----- Passage shown

Tamar Broadbent: Get Ugly
Note: This review is from 2017
From Beyonce to Taylor Swift, empowered independent women dominate pop music. Now winsome musical comic Tamar Broadbent puts a quintessentially English spin on the idea, being more quietly modest – even self-effacing – while subtly imparting a confident message to women to seize control of their self-worth.
This show is her reaction to a particularly hurtful four-letter word – ugly. She’s recently come out of a relationship and reckons that after a break-up women feel 25 per cent less attractive, meaning they have to rebuild their self-confidence without the one person who was always there to provide an ego boost.
This line of thinking adds a level of depth to what otherwise might be a selection of well-written, but slightly familiar songs. A lot of them concern exactly what you might expect of a millennial living in a fashionable corner of East London, such as dating apps, the gym and visiting a hipster cafe – which inevitably involves references to quinoa and intolerance of gluten, though she gets a bonus mark for rhyming that with Putin.

----------
----- Extracted material

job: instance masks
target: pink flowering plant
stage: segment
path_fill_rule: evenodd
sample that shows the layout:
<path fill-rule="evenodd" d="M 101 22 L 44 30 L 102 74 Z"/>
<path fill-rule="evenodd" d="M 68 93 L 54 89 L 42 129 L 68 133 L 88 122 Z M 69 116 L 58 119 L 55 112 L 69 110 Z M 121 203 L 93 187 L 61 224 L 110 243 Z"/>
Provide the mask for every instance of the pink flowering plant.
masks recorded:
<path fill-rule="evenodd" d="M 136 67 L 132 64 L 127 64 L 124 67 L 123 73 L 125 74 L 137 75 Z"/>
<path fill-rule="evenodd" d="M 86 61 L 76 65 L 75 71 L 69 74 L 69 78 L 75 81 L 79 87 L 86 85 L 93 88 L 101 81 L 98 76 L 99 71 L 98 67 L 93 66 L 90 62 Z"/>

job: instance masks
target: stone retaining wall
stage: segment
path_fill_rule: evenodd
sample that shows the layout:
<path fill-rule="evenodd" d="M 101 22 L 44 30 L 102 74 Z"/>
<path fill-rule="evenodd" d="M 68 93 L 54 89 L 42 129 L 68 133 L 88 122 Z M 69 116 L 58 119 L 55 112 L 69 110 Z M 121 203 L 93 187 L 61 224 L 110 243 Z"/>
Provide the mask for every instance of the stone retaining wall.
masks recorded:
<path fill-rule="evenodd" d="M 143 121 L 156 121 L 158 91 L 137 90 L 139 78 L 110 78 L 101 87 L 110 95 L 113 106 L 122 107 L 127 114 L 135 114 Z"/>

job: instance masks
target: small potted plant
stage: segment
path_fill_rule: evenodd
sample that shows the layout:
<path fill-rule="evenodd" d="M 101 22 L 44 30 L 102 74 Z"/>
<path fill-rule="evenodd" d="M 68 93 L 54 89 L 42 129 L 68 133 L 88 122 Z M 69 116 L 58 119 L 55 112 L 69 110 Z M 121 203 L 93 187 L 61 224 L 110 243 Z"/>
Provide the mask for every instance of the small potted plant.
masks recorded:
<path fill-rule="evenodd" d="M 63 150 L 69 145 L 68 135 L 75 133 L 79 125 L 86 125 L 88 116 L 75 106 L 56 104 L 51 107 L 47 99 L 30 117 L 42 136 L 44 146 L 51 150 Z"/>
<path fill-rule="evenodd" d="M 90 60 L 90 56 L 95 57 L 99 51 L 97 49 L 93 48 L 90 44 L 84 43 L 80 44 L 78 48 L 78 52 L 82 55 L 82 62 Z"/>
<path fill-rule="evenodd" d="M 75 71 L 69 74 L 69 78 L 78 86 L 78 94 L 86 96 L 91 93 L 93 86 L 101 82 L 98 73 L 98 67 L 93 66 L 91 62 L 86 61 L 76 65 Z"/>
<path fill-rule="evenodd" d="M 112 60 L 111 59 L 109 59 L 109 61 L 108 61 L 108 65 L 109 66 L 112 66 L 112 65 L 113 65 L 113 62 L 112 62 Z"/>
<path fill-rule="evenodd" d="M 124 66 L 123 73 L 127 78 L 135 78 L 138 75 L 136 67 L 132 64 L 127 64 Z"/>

----------

**Questions on the material:**
A) Quote the Tamar Broadbent review from "This show is" up to and including "that with Putin.".
B) According to the Tamar Broadbent review, how much less attractive does Broadbent reckon women feel after a break-up?

**Task-by-task answers:**
A)
This show is her reaction to a particularly hurtful four-letter word – ugly. She’s recently come out of a relationship and reckons that after a break-up women feel 25 per cent less attractive, meaning they have to rebuild their self-confidence without the one person who was always there to provide an ego boost.
This line of thinking adds a level of depth to what otherwise might be a selection of well-written, but slightly familiar songs. A lot of them concern exactly what you might expect of a millennial living in a fashionable corner of East London, such as dating apps, the gym and visiting a hipster cafe – which inevitably involves references to quinoa and intolerance of gluten, though she gets a bonus mark for rhyming that with Putin.

B) 25 percent less attractive.